** Opening Extracted text block **

Ever since the nationwide lockdown has been announced, all of us are trying to achieve normalcy in our lives. Trying to follow a work from a home pattern, maintaining work-life balance, taking care of chores- all these grounding tasks have helped us feel normal. One element of our modern civilised life that brings us rather close to normalcy is the delivery service of essential goods. Now with the relaxations in the modified lockdowns, delivery of non-essentials in all zones except containment is also permitted. The delivery servicemen are essential workers helping us in the current situation where the reality is far from normal. With over 1.8 lakh cases in India, these men are essentially putting their lives in danger to help us survive the pandemic.
Delivery service platforms have expanded their operations to deliver everything from vegetables to cosmetic products, but even though they rely heavily on their workers, it is evident that they do not have a safety plan in place to help these essential workers during a worldwide health crisis. The ground reality for these delivery executives is the daily fight against the extreme working hours. These men are logging in 16-hour shifts to fulfil order targets, but still, they aren't earning enough to survive.
"I can't fulfil my daily target deliveries because orders are less, I start working from 8 in the morning till 10-11 at night just to complete my target so that I don't lose my job, but even then I am barely earning enough," says Aman (name changed), 32, working with Zomato.
The food delivery giant, like many other delivery services, has cut back on the usual number of target orders. But still, the order numbers are not that high like they used to be in the pre-pandemic market. Since the delivery agents get paid a percentage amount depending on the orders fulfilled, this affects them directly, so they tend to put in extra hours of work under the current risky situation.

** Closing Extracted text block **

→ **Exercise instructions**
Copy the passage from the article about delivery workers between "Delivery service platforms" and "working with Zomato.", inclusive. Rely only on the article about delivery workers.

** Opening Raw data block **

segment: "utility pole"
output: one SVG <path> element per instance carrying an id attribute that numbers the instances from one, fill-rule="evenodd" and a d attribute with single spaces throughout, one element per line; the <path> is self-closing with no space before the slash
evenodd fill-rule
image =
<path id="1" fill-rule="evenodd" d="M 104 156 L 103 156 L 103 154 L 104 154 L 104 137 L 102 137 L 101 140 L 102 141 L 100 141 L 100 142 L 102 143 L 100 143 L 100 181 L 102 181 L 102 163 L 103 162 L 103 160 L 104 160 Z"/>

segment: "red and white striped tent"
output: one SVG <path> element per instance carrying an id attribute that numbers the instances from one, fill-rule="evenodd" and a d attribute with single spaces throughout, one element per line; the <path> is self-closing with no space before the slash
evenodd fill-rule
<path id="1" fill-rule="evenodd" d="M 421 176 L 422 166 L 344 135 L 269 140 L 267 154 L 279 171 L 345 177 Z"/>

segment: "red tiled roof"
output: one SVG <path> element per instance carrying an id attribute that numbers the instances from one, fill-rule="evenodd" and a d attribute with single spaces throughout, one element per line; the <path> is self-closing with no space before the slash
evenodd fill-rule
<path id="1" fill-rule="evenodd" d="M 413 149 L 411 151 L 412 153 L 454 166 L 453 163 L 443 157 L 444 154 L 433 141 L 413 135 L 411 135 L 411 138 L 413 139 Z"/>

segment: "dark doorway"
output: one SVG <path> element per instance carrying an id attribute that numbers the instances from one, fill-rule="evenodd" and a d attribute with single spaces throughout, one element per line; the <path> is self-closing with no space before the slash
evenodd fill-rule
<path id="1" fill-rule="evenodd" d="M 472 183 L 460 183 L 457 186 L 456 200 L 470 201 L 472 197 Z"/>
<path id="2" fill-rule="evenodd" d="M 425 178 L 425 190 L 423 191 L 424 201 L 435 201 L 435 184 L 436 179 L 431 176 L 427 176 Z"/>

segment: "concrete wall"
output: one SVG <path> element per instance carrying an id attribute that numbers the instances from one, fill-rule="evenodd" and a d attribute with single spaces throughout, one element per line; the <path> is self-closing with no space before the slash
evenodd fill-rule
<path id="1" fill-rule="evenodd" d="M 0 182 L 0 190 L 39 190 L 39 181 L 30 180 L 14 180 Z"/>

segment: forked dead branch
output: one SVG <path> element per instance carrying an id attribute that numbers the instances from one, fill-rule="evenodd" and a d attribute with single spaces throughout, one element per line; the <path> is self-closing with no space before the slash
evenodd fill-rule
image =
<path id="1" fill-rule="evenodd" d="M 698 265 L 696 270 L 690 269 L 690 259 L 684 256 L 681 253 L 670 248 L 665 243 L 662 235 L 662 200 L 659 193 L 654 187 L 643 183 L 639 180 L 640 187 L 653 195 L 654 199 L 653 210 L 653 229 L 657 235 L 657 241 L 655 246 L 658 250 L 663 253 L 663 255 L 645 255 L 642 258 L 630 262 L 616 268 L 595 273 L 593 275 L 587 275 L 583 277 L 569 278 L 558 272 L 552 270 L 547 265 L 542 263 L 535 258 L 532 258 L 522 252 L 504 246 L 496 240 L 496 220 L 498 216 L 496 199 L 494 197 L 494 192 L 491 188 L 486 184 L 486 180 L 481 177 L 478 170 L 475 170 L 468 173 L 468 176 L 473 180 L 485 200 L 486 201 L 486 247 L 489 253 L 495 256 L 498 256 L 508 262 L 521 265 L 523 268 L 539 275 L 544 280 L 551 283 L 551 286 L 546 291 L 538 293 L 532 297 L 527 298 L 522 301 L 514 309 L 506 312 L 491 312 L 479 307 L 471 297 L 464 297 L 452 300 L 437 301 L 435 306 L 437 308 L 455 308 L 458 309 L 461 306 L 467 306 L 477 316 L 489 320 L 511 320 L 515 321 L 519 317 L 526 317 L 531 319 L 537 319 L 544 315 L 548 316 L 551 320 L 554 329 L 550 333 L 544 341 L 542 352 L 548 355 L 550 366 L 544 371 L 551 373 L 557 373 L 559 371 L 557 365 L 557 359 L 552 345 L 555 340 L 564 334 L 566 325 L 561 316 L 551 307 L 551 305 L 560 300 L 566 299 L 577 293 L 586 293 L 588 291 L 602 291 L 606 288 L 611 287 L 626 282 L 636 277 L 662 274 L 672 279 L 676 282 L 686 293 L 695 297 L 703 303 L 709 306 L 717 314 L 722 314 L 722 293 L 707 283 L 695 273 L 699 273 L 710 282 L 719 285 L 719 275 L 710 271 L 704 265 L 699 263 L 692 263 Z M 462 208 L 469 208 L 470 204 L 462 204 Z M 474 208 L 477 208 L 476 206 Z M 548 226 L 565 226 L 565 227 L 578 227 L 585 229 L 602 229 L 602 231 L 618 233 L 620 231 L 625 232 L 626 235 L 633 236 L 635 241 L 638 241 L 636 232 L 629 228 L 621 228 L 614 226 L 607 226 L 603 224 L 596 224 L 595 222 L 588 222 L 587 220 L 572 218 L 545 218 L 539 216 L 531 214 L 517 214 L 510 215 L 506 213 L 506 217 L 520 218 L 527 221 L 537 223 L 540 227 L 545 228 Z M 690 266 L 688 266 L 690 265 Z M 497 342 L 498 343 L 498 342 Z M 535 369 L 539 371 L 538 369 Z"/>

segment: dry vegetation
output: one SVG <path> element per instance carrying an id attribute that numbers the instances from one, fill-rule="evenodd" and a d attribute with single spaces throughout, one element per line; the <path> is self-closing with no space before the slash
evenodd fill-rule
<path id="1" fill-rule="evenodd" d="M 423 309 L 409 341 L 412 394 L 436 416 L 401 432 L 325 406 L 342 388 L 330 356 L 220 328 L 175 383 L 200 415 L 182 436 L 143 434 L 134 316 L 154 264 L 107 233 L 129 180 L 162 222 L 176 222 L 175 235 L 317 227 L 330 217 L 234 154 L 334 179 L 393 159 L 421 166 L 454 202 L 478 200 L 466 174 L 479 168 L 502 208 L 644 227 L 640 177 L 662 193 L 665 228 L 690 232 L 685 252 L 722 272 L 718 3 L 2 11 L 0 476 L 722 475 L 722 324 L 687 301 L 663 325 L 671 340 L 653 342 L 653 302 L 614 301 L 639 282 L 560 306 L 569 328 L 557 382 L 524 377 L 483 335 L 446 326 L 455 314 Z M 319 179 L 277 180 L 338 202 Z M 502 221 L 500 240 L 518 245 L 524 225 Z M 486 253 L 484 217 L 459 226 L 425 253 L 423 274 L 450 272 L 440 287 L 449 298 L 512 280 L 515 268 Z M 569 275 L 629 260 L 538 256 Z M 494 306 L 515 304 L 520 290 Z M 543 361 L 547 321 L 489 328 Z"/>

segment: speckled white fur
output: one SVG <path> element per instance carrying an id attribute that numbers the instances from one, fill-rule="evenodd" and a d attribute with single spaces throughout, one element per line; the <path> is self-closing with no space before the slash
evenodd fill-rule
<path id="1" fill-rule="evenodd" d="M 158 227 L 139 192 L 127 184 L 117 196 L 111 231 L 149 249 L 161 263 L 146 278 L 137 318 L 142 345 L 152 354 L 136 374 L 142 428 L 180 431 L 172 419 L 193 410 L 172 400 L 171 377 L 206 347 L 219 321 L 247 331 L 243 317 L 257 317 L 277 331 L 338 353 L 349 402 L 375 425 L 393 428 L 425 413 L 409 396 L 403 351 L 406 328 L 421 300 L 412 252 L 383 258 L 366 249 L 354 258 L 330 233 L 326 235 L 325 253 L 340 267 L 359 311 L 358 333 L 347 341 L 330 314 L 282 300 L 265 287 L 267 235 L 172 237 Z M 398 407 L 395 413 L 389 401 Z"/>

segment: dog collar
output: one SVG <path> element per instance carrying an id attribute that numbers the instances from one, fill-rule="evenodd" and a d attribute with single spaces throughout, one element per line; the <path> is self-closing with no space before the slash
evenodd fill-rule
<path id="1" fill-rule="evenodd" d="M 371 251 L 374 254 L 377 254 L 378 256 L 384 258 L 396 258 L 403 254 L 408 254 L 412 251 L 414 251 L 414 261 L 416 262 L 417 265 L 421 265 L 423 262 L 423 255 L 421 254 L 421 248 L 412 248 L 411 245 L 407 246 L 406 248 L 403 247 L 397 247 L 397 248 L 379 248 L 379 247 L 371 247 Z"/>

** Closing Raw data block **

→ **Response to the exercise**
Delivery service platforms have expanded their operations to deliver everything from vegetables to cosmetic products, but even though they rely heavily on their workers, it is evident that they do not have a safety plan in place to help these essential workers during a worldwide health crisis. The ground reality for these delivery executives is the daily fight against the extreme working hours. These men are logging in 16-hour shifts to fulfil order targets, but still, they aren't earning enough to survive.
"I can't fulfil my daily target deliveries because orders are less, I start working from 8 in the morning till 10-11 at night just to complete my target so that I don't lose my job, but even then I am barely earning enough," says Aman (name changed), 32, working with Zomato.